→ **Set exercise**:
Print the records word for word from the line containing "green leaf -> outlines", that line included, through the last line of the records.

→ **Data supplied**:

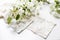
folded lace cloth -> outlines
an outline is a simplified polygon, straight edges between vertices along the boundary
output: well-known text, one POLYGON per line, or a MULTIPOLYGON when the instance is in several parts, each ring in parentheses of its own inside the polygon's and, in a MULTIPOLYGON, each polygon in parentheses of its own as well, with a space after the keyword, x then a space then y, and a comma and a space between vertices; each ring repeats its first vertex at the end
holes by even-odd
POLYGON ((32 23, 28 27, 28 30, 31 30, 36 35, 39 35, 46 39, 55 26, 56 24, 50 21, 44 20, 40 17, 36 17, 34 19, 34 23, 32 23))

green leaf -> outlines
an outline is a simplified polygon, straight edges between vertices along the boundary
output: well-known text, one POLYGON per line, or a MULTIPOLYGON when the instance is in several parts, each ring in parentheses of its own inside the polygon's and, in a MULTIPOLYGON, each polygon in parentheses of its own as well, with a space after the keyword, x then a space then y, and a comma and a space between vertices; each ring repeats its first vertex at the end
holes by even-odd
POLYGON ((11 17, 8 17, 8 18, 7 18, 7 23, 10 24, 11 21, 12 21, 12 18, 11 18, 11 17))
POLYGON ((16 16, 16 20, 18 20, 20 18, 20 15, 19 14, 17 14, 17 16, 16 16))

→ **Complete answer**:
green leaf -> outlines
an outline is a simplified polygon, straight edges between vertices along the boundary
output: well-known text, one POLYGON per line, or a MULTIPOLYGON when the instance is in several parts, each ring in parentheses of its own inside the polygon's and, in a MULTIPOLYGON, each polygon in parentheses of its own as well, with a space after the keyword, x then a space then y, and a comma and a space between vertices; each ring repeats its first vertex at the end
holes by even-odd
POLYGON ((11 17, 8 17, 8 18, 7 18, 7 23, 10 24, 11 21, 12 21, 12 18, 11 18, 11 17))
POLYGON ((16 16, 16 20, 18 20, 20 18, 20 15, 19 14, 17 14, 17 16, 16 16))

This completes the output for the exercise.